### Problem to work on
What you return must match the records exactly, line for line.
Start of Block
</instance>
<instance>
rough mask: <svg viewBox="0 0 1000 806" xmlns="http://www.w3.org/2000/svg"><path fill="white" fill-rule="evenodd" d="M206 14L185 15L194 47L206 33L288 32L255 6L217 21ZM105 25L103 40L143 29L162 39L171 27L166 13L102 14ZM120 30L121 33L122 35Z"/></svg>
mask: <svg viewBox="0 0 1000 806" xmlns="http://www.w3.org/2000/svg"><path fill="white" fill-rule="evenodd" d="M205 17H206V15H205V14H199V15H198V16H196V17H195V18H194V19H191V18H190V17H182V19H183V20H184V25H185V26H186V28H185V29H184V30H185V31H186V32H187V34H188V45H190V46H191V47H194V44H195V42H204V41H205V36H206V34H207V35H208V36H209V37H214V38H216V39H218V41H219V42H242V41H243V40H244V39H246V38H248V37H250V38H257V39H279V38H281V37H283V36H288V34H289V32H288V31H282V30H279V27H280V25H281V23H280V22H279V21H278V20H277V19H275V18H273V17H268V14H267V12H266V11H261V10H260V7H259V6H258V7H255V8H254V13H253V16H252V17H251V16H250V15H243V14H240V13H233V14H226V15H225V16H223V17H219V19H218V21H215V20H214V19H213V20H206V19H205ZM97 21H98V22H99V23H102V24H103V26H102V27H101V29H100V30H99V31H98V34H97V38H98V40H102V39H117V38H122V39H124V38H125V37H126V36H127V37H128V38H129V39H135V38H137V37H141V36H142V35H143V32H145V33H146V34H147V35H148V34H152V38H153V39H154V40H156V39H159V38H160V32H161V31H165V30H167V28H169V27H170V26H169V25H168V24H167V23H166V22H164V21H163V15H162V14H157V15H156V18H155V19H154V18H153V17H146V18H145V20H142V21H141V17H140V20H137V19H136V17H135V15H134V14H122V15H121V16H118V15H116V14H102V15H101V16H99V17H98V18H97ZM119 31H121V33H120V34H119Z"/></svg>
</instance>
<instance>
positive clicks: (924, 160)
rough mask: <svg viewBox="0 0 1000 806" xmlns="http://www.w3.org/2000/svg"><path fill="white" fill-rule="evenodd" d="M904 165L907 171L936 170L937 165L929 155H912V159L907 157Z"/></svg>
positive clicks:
End of Block
### Solution to this task
</instance>
<instance>
rough mask: <svg viewBox="0 0 1000 806" xmlns="http://www.w3.org/2000/svg"><path fill="white" fill-rule="evenodd" d="M206 14L185 15L194 47L206 33L288 32L255 6L217 21ZM105 25L103 40L143 29L162 39L171 27L166 13L102 14ZM120 30L121 33L122 35Z"/></svg>
mask: <svg viewBox="0 0 1000 806" xmlns="http://www.w3.org/2000/svg"><path fill="white" fill-rule="evenodd" d="M205 17H206V15H205V14H199V15H198V16H196V17H195V18H194V19H191V18H190V17H182V19H183V20H184V25H185V26H186V28H185V29H184V30H185V31H186V32H187V34H188V45H190V46H191V47H194V44H195V42H204V41H205V36H206V34H207V35H208V36H209V37H214V38H216V39H218V41H219V42H242V41H243V40H244V39H246V38H248V37H250V38H257V39H279V38H281V37H283V36H288V34H289V32H288V31H282V30H279V27H280V25H281V23H280V22H279V21H278V20H277V19H275V18H273V17H268V14H267V12H266V11H261V10H260V7H259V6H258V7H255V8H254V13H253V16H252V17H251V16H250V15H243V14H240V13H233V14H226V15H225V16H223V17H219V19H218V21H215V20H214V19H213V20H206V19H205ZM97 21H98V22H99V23H102V24H103V26H102V27H101V29H100V30H99V31H98V34H97V38H98V40H102V39H117V38H122V39H124V38H125V37H126V36H127V37H128V38H129V39H135V38H137V37H141V36H142V35H143V32H145V33H146V34H147V35H148V34H152V38H153V39H154V40H156V39H159V38H160V32H161V31H165V30H167V28H169V27H170V26H169V25H168V24H167V23H166V22H164V21H163V15H162V14H157V15H156V18H155V19H154V18H153V17H146V18H145V20H142V21H141V17H140V20H137V19H136V17H135V15H134V14H122V15H121V16H118V15H116V14H102V15H101V16H99V17H98V18H97ZM119 31H121V33H120V34H119Z"/></svg>
</instance>
<instance>
positive clicks: (924, 160)
rough mask: <svg viewBox="0 0 1000 806" xmlns="http://www.w3.org/2000/svg"><path fill="white" fill-rule="evenodd" d="M904 165L907 171L936 170L937 165L929 155H912V159L907 157Z"/></svg>
positive clicks:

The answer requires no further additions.